WORK REQUIRED: Count the lines in the items below that contain the string "pattern". Reply with the number alone.

INPUT MATERIAL:
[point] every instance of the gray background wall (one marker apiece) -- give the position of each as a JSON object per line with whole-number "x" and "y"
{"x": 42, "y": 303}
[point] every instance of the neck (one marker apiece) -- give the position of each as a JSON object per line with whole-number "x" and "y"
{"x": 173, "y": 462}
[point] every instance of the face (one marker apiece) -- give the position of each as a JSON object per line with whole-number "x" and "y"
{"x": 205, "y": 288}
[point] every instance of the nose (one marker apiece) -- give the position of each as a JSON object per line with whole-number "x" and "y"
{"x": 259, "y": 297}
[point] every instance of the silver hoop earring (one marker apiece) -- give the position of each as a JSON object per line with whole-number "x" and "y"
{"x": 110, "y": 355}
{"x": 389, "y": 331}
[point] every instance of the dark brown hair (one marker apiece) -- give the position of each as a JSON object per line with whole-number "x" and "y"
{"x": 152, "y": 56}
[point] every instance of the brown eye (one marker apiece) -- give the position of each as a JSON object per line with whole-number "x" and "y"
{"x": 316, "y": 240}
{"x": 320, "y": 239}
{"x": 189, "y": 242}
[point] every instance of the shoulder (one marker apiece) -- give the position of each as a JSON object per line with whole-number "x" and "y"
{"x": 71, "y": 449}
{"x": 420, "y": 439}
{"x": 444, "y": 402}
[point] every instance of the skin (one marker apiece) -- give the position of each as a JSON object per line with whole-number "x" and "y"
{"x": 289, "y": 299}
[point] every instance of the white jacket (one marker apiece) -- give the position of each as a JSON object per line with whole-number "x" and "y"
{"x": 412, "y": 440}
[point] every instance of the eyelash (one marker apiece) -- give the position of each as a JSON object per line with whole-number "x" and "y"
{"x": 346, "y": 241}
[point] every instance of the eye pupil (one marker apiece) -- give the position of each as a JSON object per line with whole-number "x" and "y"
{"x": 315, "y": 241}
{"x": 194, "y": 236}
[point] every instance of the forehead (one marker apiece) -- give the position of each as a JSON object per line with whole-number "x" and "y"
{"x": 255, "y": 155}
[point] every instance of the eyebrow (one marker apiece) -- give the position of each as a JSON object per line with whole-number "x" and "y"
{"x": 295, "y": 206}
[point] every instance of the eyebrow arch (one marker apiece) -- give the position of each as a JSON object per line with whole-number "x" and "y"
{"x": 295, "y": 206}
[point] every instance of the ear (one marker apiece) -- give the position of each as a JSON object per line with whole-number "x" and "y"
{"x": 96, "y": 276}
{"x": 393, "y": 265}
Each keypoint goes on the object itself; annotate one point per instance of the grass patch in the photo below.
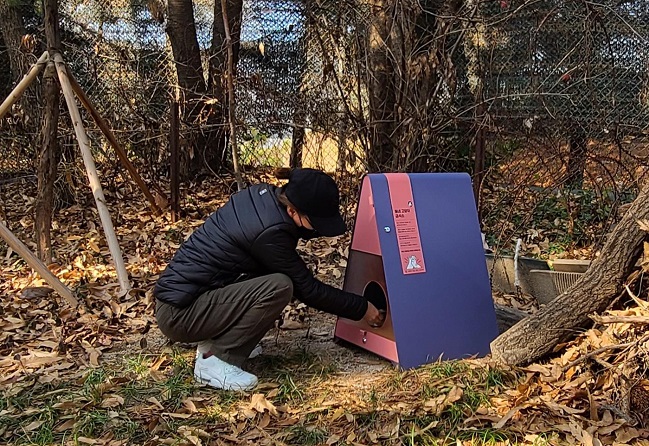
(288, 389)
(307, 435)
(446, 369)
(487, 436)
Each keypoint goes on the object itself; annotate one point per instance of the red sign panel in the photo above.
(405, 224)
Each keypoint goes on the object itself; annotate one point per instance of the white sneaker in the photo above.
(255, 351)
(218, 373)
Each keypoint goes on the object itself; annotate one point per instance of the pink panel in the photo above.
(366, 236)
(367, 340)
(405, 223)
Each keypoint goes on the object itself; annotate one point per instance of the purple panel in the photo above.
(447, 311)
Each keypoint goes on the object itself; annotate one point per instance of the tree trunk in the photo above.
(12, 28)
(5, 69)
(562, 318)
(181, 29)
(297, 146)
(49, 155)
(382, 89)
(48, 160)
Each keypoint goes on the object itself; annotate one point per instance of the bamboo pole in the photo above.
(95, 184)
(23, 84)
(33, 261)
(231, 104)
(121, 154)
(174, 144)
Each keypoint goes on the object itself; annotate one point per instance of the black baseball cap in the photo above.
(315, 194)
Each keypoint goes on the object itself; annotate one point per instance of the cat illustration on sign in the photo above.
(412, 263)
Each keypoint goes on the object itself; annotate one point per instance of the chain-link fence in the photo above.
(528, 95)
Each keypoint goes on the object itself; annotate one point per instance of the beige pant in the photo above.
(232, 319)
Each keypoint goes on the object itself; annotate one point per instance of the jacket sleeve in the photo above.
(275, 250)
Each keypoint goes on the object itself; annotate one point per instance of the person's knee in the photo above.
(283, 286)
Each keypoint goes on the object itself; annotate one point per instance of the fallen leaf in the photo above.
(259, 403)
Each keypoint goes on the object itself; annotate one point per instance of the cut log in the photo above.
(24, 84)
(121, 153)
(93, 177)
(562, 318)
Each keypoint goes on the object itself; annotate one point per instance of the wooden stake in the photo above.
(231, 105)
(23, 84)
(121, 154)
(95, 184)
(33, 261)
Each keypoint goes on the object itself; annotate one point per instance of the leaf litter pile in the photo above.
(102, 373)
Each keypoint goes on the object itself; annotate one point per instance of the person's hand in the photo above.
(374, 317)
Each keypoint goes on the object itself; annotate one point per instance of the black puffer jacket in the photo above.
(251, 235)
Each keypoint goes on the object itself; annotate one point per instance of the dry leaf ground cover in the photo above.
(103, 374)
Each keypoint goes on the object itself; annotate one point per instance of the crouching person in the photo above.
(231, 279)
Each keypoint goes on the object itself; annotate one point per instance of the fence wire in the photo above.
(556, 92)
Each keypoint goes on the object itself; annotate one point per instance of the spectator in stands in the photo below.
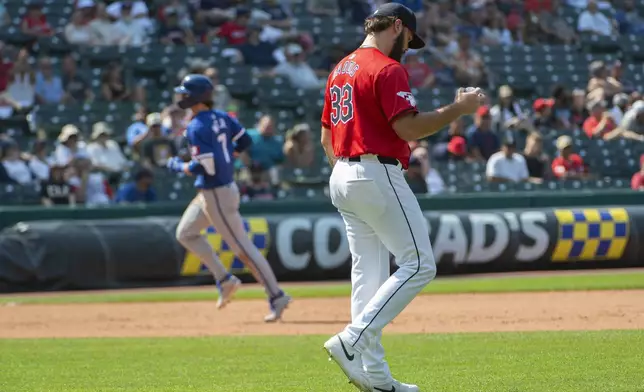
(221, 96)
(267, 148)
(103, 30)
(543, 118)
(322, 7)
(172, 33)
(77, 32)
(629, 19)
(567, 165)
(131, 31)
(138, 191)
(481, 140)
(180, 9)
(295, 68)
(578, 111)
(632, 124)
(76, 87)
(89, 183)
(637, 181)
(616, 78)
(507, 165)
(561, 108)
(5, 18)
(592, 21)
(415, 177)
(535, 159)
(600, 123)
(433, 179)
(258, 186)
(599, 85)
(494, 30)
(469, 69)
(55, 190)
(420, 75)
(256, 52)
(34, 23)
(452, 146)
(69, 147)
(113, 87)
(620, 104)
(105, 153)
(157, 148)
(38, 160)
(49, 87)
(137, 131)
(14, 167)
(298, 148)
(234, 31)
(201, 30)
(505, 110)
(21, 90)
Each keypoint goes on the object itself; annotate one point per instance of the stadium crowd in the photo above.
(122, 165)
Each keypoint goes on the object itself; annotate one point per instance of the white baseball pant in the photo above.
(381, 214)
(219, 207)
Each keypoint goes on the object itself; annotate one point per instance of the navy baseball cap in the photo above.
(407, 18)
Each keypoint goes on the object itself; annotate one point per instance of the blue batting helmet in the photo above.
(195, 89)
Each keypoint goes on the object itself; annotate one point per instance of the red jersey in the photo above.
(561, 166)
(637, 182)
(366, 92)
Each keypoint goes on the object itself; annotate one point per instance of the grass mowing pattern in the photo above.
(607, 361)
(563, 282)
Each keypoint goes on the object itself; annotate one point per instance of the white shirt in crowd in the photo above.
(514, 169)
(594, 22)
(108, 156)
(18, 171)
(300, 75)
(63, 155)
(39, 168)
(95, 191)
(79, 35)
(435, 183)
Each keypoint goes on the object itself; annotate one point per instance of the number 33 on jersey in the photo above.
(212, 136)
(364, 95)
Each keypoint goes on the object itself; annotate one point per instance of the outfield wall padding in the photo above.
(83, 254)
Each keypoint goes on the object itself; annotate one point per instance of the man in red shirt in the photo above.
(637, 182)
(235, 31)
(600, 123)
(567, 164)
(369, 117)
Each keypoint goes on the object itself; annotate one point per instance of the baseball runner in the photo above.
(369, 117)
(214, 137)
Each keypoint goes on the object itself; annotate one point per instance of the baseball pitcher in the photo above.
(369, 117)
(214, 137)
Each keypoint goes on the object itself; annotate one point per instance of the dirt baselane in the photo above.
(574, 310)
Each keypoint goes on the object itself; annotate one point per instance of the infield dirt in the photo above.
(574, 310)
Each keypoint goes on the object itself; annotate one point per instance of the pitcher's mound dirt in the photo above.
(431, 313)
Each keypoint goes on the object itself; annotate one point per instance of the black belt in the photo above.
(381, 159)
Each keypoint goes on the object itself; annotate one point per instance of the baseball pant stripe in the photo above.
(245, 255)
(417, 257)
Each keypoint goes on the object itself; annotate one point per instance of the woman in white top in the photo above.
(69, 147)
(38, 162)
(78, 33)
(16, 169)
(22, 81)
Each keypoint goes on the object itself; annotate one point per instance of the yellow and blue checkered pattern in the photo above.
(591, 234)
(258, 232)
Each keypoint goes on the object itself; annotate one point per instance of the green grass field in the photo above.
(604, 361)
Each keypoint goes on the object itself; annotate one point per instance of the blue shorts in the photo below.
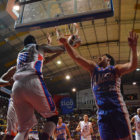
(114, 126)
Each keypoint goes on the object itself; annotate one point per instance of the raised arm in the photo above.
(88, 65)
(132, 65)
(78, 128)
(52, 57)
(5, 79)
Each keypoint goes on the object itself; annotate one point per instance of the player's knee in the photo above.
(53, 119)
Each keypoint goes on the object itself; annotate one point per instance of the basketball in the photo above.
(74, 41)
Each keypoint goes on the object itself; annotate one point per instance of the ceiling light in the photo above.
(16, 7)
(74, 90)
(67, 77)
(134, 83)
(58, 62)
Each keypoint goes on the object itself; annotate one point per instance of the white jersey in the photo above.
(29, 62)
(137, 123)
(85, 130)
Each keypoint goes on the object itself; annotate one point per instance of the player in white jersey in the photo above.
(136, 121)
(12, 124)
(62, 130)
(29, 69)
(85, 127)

--

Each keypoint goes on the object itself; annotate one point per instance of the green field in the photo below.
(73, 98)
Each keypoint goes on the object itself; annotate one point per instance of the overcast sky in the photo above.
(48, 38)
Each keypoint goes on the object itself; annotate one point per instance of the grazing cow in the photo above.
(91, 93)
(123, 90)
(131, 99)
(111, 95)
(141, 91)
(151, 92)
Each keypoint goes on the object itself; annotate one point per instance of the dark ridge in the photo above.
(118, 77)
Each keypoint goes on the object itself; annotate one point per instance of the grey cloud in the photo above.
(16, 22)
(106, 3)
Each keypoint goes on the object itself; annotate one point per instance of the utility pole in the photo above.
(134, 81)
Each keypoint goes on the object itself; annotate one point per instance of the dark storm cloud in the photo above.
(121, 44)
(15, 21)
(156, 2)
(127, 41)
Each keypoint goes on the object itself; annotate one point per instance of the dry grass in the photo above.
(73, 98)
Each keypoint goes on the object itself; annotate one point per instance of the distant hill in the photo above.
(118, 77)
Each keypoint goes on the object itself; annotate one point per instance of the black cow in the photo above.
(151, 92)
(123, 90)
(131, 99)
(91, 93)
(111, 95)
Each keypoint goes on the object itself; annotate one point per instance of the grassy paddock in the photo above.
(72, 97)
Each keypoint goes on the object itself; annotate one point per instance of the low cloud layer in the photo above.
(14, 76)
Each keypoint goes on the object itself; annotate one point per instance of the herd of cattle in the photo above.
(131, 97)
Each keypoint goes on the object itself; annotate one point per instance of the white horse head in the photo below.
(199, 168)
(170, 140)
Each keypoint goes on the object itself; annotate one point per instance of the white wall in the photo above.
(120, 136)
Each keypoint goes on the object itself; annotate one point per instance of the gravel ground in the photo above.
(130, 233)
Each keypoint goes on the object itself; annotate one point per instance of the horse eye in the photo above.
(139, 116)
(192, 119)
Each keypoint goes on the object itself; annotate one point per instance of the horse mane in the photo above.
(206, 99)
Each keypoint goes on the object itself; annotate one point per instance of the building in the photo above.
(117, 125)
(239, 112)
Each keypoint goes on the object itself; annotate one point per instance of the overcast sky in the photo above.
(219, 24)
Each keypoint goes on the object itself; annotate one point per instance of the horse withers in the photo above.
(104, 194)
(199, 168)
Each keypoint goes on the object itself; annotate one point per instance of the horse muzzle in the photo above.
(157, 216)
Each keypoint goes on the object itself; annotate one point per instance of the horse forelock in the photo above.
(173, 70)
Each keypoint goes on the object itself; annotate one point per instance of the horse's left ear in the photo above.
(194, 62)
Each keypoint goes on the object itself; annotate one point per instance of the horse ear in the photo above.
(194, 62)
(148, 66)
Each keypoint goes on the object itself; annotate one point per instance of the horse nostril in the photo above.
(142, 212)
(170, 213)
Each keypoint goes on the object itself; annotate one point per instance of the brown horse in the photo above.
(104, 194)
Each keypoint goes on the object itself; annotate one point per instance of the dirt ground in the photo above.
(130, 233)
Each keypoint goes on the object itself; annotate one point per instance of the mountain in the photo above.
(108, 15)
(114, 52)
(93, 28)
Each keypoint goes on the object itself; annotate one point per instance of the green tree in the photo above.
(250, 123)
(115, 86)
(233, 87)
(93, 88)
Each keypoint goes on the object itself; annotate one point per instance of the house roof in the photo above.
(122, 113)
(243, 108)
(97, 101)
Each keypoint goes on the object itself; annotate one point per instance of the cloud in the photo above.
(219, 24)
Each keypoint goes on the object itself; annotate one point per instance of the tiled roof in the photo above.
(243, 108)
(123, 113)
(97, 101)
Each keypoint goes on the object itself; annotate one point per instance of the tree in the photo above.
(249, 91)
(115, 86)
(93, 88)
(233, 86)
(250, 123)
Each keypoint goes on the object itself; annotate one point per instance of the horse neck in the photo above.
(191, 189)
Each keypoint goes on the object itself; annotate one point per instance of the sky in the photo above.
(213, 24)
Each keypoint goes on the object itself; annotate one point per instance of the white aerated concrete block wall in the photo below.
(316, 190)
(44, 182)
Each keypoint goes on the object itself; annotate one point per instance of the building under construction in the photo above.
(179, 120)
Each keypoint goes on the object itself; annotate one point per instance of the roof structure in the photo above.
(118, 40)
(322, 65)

FULL RESPONSE: 2